◆ THE REQUEST:
Return every line below that contains the word "each". Case counts.

* BEGIN DATASET EXTRACT *

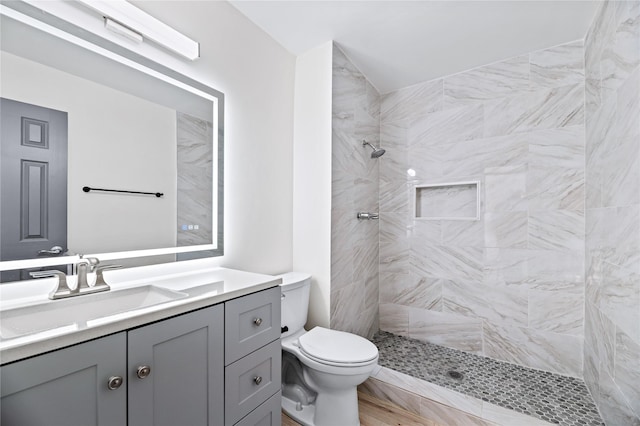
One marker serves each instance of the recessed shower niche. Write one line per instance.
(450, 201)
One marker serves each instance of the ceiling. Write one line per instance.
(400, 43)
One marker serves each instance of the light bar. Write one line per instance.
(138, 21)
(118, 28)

* END DATASET EXTRACT *
* BEGIN DATASET EXTRACT *

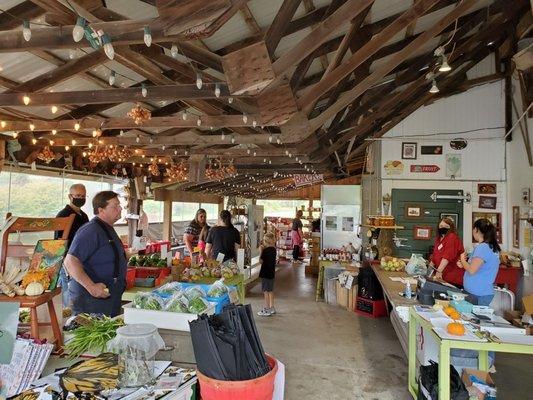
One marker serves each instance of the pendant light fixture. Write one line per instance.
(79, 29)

* END DATASET EXTRACT *

◆ RESULT OF THIS EXERCISE:
One marker serves each instance of the recessed shower niche. Write one line per instance.
One marker serves each instance of the ceiling. Write one line per instance.
One marker serves each instance of the light bar. Write one line per instance.
One marker serves each instance of the pendant light fixture. Write one line per instance.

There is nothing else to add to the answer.